* [To do]:
Please convert the lines below into a Markdown table with two columns, "Row" for the row number and "Text" for the line, skipping any blank lines.

* [Records in a dataset]:

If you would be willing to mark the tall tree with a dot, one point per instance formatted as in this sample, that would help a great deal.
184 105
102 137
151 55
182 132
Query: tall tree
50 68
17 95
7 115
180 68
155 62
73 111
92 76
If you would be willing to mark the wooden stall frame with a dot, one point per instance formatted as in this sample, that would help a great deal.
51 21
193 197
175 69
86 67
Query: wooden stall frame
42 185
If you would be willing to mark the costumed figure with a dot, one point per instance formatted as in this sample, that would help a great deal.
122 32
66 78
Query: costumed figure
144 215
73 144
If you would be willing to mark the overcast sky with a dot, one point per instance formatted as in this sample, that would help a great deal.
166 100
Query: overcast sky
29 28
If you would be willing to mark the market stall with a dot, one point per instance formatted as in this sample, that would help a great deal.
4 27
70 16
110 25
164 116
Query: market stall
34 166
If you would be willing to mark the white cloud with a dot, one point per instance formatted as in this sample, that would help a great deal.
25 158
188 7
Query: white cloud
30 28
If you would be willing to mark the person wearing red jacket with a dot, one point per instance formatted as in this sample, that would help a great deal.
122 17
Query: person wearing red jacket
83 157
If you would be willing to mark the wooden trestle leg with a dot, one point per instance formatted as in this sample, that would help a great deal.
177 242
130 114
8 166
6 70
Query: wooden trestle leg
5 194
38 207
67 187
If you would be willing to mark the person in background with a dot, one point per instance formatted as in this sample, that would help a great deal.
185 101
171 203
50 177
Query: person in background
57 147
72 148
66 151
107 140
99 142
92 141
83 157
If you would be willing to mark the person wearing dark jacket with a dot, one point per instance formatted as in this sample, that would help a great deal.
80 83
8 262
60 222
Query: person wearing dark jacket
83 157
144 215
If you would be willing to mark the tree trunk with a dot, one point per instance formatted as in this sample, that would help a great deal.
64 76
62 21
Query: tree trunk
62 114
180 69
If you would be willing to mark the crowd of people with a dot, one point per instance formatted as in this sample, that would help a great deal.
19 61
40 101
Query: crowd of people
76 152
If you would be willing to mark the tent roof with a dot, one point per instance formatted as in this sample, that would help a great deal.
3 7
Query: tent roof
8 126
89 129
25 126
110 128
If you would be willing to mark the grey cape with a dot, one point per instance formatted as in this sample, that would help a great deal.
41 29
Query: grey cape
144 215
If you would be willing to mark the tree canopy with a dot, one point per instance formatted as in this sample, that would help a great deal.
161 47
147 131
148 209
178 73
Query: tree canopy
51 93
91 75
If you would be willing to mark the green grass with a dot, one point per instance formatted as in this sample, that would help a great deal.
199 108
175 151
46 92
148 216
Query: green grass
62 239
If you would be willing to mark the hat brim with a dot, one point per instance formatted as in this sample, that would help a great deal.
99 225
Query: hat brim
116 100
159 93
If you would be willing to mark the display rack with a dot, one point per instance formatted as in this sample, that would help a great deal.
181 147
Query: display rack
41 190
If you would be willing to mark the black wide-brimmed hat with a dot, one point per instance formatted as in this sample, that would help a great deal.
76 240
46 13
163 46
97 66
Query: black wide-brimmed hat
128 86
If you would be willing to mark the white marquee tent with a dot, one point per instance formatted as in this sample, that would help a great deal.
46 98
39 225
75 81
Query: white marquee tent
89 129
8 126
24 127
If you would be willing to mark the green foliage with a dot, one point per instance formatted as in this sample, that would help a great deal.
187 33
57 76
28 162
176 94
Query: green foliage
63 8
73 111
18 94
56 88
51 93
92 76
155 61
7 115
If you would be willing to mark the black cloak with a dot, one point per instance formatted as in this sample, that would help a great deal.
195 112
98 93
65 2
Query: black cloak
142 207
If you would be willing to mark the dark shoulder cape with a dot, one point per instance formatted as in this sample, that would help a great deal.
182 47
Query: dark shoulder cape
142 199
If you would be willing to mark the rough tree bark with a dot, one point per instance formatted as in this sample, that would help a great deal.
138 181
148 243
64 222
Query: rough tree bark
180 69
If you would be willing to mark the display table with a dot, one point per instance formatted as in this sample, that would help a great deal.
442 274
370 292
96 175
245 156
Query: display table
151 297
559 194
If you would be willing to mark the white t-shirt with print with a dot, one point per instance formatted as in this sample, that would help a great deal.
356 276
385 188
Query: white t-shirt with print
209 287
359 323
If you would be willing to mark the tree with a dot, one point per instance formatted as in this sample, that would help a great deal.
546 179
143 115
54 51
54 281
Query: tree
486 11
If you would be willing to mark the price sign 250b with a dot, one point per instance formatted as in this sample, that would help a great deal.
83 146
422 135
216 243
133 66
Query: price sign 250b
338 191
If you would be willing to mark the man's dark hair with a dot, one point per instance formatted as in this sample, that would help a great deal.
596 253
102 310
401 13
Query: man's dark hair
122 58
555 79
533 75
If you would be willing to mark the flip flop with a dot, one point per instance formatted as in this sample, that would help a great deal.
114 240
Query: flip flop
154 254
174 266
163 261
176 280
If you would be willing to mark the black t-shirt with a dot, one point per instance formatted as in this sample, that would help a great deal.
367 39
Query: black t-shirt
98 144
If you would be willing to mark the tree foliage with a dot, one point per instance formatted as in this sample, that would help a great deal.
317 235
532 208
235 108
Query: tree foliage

* [Task output]:
| Row | Text |
|---|---|
| 1 | If you would be willing to mark the tall tree with a dot, one point per instance formatted as in this sample, that would help a great deal. |
| 2 | 184 105 |
| 3 | 102 137 |
| 4 | 151 55 |
| 5 | 182 132 |
| 6 | Query: tall tree |
| 7 | 50 68 |
| 8 | 17 95 |
| 9 | 7 115 |
| 10 | 180 68 |
| 11 | 155 62 |
| 12 | 73 111 |
| 13 | 92 76 |
| 14 | If you would be willing to mark the wooden stall frame with a dot, one point per instance formatted as in this sample, that would help a great deal. |
| 15 | 51 21 |
| 16 | 193 197 |
| 17 | 175 69 |
| 18 | 86 67 |
| 19 | Query: wooden stall frame |
| 20 | 42 185 |
| 21 | If you would be willing to mark the costumed figure with a dot, one point per instance formatted as in this sample, that would help a great deal. |
| 22 | 122 32 |
| 23 | 66 78 |
| 24 | Query: costumed figure |
| 25 | 144 215 |
| 26 | 73 144 |
| 27 | If you would be willing to mark the overcast sky with a dot, one point per instance formatted as in this sample, that would help a great deal. |
| 28 | 166 100 |
| 29 | Query: overcast sky |
| 30 | 29 28 |
| 31 | If you would be willing to mark the market stall with a dot, one point per instance formatted as in this sample, that would help a great deal. |
| 32 | 4 27 |
| 33 | 70 16 |
| 34 | 110 25 |
| 35 | 164 116 |
| 36 | Query: market stall |
| 37 | 34 166 |
| 38 | If you would be willing to mark the white cloud with a dot, one point per instance formatted as in this sample, that would help a great deal. |
| 39 | 25 158 |
| 40 | 188 7 |
| 41 | Query: white cloud |
| 42 | 30 28 |
| 43 | If you would be willing to mark the person wearing red jacket with a dot, one point per instance formatted as in this sample, that would help a great deal. |
| 44 | 122 17 |
| 45 | Query: person wearing red jacket |
| 46 | 83 157 |
| 47 | If you would be willing to mark the wooden trestle leg with a dot, one point per instance formatted as in this sample, that would help a great deal. |
| 48 | 177 242 |
| 49 | 130 114 |
| 50 | 8 166 |
| 51 | 6 70 |
| 52 | Query: wooden trestle leg |
| 53 | 5 194 |
| 54 | 38 207 |
| 55 | 67 187 |
| 56 | If you would be willing to mark the person in background with a dot, one point per instance formatted as in this sample, that would help a great deal. |
| 57 | 185 101 |
| 58 | 171 203 |
| 59 | 50 177 |
| 60 | Query: person in background |
| 61 | 57 147 |
| 62 | 72 148 |
| 63 | 66 151 |
| 64 | 107 140 |
| 65 | 99 142 |
| 66 | 92 141 |
| 67 | 83 157 |
| 68 | If you would be willing to mark the person wearing dark jacket with a dot, one point per instance formatted as in this sample, that would help a great deal. |
| 69 | 80 83 |
| 70 | 8 262 |
| 71 | 60 222 |
| 72 | Query: person wearing dark jacket |
| 73 | 83 157 |
| 74 | 144 215 |
| 75 | If you would be willing to mark the tree trunk with a dot, one point per instance formatted as in this sample, that would help a great deal. |
| 76 | 64 76 |
| 77 | 62 21 |
| 78 | Query: tree trunk |
| 79 | 62 114 |
| 80 | 180 69 |
| 81 | If you would be willing to mark the crowd of people with a dot, one point per instance formatted as in this sample, that would help a great deal. |
| 82 | 19 61 |
| 83 | 40 101 |
| 84 | Query: crowd of people |
| 85 | 76 152 |
| 86 | If you would be willing to mark the tent roof with a dot, one point per instance formatted as in this sample, that would help a great deal. |
| 87 | 3 7 |
| 88 | Query: tent roof |
| 89 | 8 126 |
| 90 | 89 129 |
| 91 | 25 126 |
| 92 | 110 128 |
| 93 | If you would be willing to mark the grey cape with a dot, one point per instance formatted as in this sample, that would help a great deal. |
| 94 | 41 29 |
| 95 | Query: grey cape |
| 96 | 144 215 |
| 97 | If you would be willing to mark the tree canopy with a dot, one point per instance formatted as in this sample, that would help a great deal. |
| 98 | 161 47 |
| 99 | 147 131 |
| 100 | 148 209 |
| 101 | 178 73 |
| 102 | Query: tree canopy |
| 103 | 51 93 |
| 104 | 91 75 |
| 105 | If you would be willing to mark the green grass with a dot, one point per instance formatted as in this sample, that would help a great deal. |
| 106 | 199 108 |
| 107 | 175 151 |
| 108 | 46 92 |
| 109 | 148 216 |
| 110 | Query: green grass |
| 111 | 62 239 |
| 112 | If you would be willing to mark the hat brim with a dot, one point per instance formatted as in this sample, that would help a great deal. |
| 113 | 99 225 |
| 114 | Query: hat brim |
| 115 | 116 100 |
| 116 | 159 93 |
| 117 | If you would be willing to mark the display rack with a dot, one point per instance formatted as in this sample, that would help a great deal. |
| 118 | 181 147 |
| 119 | Query: display rack |
| 120 | 41 190 |
| 121 | If you would be willing to mark the black wide-brimmed hat with a dot, one point per instance formatted as in this sample, that would help a great deal. |
| 122 | 76 240 |
| 123 | 46 13 |
| 124 | 163 46 |
| 125 | 97 66 |
| 126 | Query: black wide-brimmed hat |
| 127 | 128 86 |
| 128 | If you would be willing to mark the white marquee tent with a dot, one point per instance formatted as in this sample, that would help a great deal. |
| 129 | 46 98 |
| 130 | 39 225 |
| 131 | 75 81 |
| 132 | Query: white marquee tent |
| 133 | 89 129 |
| 134 | 8 126 |
| 135 | 24 127 |
| 136 | If you would be willing to mark the green foliage with a dot, one point per instance formatted as in this sample, that would help a great deal. |
| 137 | 187 33 |
| 138 | 57 76 |
| 139 | 28 162 |
| 140 | 176 94 |
| 141 | Query: green foliage |
| 142 | 63 8 |
| 143 | 73 111 |
| 144 | 18 94 |
| 145 | 56 88 |
| 146 | 51 93 |
| 147 | 92 76 |
| 148 | 155 61 |
| 149 | 7 115 |
| 150 | If you would be willing to mark the black cloak with a dot, one point per instance formatted as in this sample, that would help a great deal. |
| 151 | 195 112 |
| 152 | 98 93 |
| 153 | 65 2 |
| 154 | Query: black cloak |
| 155 | 142 207 |
| 156 | If you would be willing to mark the dark shoulder cape with a dot, one point per instance formatted as in this sample, that would help a great deal. |
| 157 | 182 47 |
| 158 | Query: dark shoulder cape |
| 159 | 142 199 |
| 160 | If you would be willing to mark the rough tree bark with a dot, one point per instance formatted as in this sample, that would help a great deal. |
| 161 | 138 181 |
| 162 | 148 243 |
| 163 | 64 222 |
| 164 | Query: rough tree bark |
| 165 | 180 69 |
| 166 | If you would be willing to mark the display table with a dot, one point per instance formatted as in this sample, that would help a great deal. |
| 167 | 442 274 |
| 168 | 370 292 |
| 169 | 96 175 |
| 170 | 245 156 |
| 171 | Query: display table |
| 172 | 151 297 |
| 173 | 559 194 |
| 174 | If you would be willing to mark the white t-shirt with print with a dot, one point per instance formatted as in this sample, that would help a great deal. |
| 175 | 356 276 |
| 176 | 385 188 |
| 177 | Query: white t-shirt with print |
| 178 | 209 287 |
| 179 | 359 323 |
| 180 | If you would be willing to mark the tree with a dot, one point per instance formatted as in this sample, that would help a great deal. |
| 181 | 546 179 |
| 182 | 143 115 |
| 183 | 54 51 |
| 184 | 54 281 |
| 185 | Query: tree |
| 186 | 486 11 |
| 187 | If you would be willing to mark the price sign 250b with a dot, one point per instance formatted as in this sample, that would help a great deal. |
| 188 | 83 146 |
| 189 | 422 135 |
| 190 | 216 243 |
| 191 | 133 66 |
| 192 | Query: price sign 250b |
| 193 | 338 191 |
| 194 | If you would be willing to mark the man's dark hair with a dot, one point per instance formatted as in this sample, that would help a great deal. |
| 195 | 596 253 |
| 196 | 102 310 |
| 197 | 401 13 |
| 198 | Query: man's dark hair |
| 199 | 122 58 |
| 200 | 555 79 |
| 201 | 533 75 |
| 202 | If you would be willing to mark the flip flop with a dot, one point per instance formatted as in this sample, that would help a great deal. |
| 203 | 114 240 |
| 204 | Query: flip flop |
| 205 | 154 254 |
| 206 | 174 266 |
| 207 | 163 261 |
| 208 | 176 280 |
| 209 | If you would be willing to mark the black t-shirt with a dot, one point per instance formatted as in this sample, that would help a great deal. |
| 210 | 367 39 |
| 211 | Query: black t-shirt |
| 212 | 98 144 |
| 213 | If you would be willing to mark the tree foliage with a dot, one point per instance formatted as in this sample, that would help a great deal. |
| 214 | 317 235 |
| 215 | 532 208 |
| 216 | 235 108 |
| 217 | Query: tree foliage |